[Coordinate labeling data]
# # # # # # #
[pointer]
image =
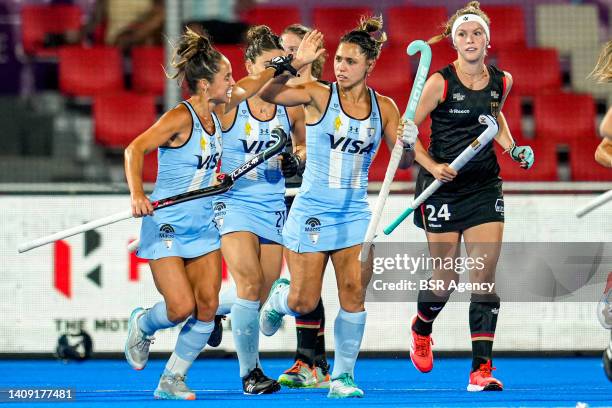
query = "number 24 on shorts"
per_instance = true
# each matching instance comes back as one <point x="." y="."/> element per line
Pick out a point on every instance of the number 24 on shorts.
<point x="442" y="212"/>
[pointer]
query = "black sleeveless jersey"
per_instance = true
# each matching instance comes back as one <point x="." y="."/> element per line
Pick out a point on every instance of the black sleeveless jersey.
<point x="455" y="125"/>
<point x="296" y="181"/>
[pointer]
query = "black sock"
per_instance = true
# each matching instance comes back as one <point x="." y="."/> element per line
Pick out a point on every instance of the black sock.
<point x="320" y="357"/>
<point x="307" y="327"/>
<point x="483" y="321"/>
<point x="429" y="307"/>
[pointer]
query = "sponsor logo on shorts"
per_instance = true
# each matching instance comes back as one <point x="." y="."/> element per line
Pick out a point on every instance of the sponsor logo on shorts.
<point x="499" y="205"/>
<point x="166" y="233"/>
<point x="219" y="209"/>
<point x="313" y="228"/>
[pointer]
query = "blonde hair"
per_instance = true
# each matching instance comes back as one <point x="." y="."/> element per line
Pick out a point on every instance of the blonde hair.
# # # # # # #
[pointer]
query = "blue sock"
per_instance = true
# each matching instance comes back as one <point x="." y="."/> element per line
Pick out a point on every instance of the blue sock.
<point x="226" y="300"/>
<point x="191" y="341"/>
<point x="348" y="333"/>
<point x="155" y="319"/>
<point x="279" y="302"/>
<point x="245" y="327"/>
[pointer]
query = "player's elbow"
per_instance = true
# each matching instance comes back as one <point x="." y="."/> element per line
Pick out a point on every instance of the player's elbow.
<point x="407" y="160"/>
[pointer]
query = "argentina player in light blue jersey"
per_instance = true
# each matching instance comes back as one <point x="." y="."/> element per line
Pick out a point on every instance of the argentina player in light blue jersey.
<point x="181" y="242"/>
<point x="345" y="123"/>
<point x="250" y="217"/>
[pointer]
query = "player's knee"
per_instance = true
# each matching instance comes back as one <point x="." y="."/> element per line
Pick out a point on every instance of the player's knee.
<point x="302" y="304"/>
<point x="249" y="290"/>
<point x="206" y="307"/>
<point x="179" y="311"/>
# # # # # # #
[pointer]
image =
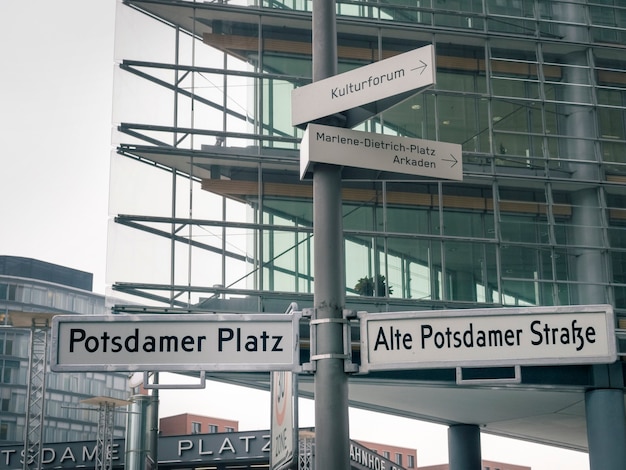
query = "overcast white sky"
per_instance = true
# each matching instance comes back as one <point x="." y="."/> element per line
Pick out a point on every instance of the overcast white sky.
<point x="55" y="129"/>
# # # # # # #
- SHORT PROBLEM
Gather every line of the material above that contains the word "white". Copy each of those lines in full.

- FULL RESPONSE
query = "overcast white sky"
Pick out a point on every instance of the overcast white sky.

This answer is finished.